### [Challenges]
A: In the tornado comment thread, explain why one commenter says tornado energy is not related to temperature. Answer in one to three sentences.
B: From the tornado comment thread, reproduce word for word the passage starting at "If I was a betting" and ending at "want to wager?".
::: Text extract
Excuse me? Climate-model **experiments**????
Are these another bunch of guys who think the output of a computer simulation has the same status as physical evidence?

Ken L.
December 11, 2013 11:02 pm

“Since measuring tornado wind speed is a hit/miss proposition, even with doppler radar I have many reasons to suspect the data in this graph”.
Indeed it is. Larger tornadoes are composed of often transient multiple vortices and the overall strength of even long track twisters can and often does cycle in strength. Those Doppler velocity measurements of tornadoes such as the May3,1999, Moore, Oklahoma one represented a “streak” of winds in which a sub vortex rotation lined up with the overall rotation of the tornado at one moment in time, if I am correct. That is why you can have such variation in damage to adjacent structures within the overall damage path.
As to the proxy for strength of a tornado based upon path width and duration, that could only be
a rough approximation at best. Whether it is as accurate as the climate proxies, I’m not knowledgeable enough to say, but if they are similar, the implication is clear.

bobl
December 12, 2013 1:02 am

I say that this pretty much proves tornado energy is not related to temperature, since the energy has peaked in a period where there has been little change in global warming in either direction.
It does look very much though like he has a plot with 2 outliers, I’d say you need another 10 years of data… In any case I’d conclude that the data set was suspicious, and I’d be trying to figure out why the data prior to 2005 isn’t noisier.
If I was a betting man I think I would be betting that my graph was wrong somehow.

RichardLH
December 12, 2013 2:13 am

James Elsner: “If I were a betting man I’d say tornadoes are getting stronger,”
Open offer to James.
OK. I think I can call that bet. How much do want to wager?

bushbunny
December 12, 2013 2:15 am

Honestly we are killing the AGW beast, and I wish Anthony and you all the best of Christmas tidings, but I will subscribe again in 2014. But for now I have my family and their needs to attend too and spending too much time on the internet. But see you again in the New Year

Tim
December 12, 2013 4:05 am

The principle is simple. Send an unsubstantiated thought- bubble out there and the MSM may pick it up. There’s no getting the genie back in the bottle once that happens.

hunter
December 12, 2013 4:20 am

Let’s see:
playing with the x & y axis for drama- check.
Use a proxy that rewrites history- check
Cherry pick the time line- check
Hide the larger trends- check
Looks like a typical AGW hype paper to me.
::::::
::: Given data
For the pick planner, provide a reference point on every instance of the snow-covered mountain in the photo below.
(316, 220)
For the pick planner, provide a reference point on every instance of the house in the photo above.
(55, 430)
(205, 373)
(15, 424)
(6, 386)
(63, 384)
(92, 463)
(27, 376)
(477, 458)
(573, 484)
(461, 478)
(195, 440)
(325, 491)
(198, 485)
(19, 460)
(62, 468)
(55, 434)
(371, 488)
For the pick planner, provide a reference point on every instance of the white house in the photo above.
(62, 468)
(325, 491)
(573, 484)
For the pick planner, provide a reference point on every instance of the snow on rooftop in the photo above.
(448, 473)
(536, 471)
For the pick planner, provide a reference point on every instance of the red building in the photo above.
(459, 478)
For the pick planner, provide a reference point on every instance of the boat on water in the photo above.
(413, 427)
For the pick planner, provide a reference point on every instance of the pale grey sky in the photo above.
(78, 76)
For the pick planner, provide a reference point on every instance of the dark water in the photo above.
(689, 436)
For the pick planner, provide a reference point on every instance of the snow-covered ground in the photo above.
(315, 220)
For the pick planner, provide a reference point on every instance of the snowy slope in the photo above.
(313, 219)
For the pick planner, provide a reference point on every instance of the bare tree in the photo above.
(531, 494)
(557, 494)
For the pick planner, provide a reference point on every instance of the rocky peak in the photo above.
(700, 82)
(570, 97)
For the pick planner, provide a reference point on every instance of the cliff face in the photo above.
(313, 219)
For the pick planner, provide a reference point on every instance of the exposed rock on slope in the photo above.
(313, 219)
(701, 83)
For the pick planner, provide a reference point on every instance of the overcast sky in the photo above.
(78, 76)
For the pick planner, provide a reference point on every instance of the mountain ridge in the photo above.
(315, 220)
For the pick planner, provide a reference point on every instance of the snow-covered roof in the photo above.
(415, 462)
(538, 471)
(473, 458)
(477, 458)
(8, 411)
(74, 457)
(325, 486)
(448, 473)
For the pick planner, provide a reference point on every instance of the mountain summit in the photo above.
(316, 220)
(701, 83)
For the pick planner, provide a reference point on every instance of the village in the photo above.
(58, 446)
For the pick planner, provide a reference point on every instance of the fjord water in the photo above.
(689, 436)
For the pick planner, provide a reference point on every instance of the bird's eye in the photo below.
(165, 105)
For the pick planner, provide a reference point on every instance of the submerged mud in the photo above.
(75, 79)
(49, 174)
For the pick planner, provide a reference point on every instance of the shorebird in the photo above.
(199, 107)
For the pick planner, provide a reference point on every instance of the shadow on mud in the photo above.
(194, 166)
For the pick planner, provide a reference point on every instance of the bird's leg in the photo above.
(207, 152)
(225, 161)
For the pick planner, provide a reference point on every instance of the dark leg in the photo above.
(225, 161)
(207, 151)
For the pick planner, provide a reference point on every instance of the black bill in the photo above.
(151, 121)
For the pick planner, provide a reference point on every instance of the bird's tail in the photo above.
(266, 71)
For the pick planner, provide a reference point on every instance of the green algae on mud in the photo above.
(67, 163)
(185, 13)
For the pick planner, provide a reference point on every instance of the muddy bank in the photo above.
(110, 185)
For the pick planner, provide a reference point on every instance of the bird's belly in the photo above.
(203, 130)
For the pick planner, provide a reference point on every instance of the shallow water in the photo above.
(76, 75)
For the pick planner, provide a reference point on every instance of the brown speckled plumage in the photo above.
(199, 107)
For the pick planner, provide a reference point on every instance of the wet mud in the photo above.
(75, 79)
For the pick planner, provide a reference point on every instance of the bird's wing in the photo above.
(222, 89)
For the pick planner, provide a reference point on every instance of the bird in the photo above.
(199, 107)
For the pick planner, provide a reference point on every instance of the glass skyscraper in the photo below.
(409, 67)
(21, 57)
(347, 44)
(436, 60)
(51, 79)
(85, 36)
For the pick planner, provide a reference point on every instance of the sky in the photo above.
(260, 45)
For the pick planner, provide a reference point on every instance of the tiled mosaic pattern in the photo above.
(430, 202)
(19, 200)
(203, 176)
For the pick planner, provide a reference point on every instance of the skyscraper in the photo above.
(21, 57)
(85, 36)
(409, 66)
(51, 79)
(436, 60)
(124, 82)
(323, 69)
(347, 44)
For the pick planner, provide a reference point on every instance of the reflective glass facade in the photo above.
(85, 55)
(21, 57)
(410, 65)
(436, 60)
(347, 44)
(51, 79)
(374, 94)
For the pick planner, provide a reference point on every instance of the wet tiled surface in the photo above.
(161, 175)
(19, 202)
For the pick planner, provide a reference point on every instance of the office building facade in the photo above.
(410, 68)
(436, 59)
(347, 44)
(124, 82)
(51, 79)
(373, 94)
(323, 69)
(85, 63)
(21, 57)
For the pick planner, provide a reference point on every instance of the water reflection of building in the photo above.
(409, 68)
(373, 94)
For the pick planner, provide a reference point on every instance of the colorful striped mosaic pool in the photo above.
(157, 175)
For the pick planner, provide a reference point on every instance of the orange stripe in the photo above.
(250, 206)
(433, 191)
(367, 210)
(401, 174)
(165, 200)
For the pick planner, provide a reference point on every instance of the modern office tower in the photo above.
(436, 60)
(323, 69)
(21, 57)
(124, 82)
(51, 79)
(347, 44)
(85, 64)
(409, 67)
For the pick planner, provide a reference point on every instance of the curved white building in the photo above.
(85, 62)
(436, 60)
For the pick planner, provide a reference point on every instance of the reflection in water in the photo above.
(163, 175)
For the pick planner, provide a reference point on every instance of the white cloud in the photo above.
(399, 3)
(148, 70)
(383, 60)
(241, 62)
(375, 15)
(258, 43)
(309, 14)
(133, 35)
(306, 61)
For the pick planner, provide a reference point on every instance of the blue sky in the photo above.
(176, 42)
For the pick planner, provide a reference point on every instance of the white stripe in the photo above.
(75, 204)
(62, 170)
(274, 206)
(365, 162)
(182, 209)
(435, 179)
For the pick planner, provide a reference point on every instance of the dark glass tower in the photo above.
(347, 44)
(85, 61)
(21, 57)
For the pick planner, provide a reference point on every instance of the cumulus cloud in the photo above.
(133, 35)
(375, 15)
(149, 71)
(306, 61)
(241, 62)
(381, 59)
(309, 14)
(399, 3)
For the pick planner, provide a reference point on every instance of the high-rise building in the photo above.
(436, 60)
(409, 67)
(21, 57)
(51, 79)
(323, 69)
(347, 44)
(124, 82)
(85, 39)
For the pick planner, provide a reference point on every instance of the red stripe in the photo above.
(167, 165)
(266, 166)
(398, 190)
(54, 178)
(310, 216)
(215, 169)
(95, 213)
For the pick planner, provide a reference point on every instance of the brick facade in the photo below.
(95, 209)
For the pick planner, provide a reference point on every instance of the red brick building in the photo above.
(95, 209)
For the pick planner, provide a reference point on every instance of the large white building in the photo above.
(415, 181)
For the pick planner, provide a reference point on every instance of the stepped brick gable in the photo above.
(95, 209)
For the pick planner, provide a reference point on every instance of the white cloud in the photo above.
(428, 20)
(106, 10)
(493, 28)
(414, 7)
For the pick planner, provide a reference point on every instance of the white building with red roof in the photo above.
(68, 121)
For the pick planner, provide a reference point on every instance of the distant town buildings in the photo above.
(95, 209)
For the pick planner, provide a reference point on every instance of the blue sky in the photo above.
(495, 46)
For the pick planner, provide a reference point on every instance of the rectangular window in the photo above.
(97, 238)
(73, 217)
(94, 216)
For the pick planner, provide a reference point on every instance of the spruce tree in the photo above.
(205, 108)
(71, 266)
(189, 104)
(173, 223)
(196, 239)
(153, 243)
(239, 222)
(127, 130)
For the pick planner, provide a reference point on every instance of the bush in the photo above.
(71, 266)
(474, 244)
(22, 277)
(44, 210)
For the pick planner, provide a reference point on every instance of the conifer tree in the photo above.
::::::
### [Outputs by task]
A: The commenter says tornado energy has peaked during a period when global warming has changed little in either direction. So the peak in energy does not follow any change in temperature.

B:
If I was a betting man I think I would be betting that my graph was wrong somehow.

RichardLH
December 12, 2013 2:13 am

James Elsner: “If I were a betting man I’d say tornadoes are getting stronger,”
Open offer to James.
OK. I think I can call that bet. How much do want to wager?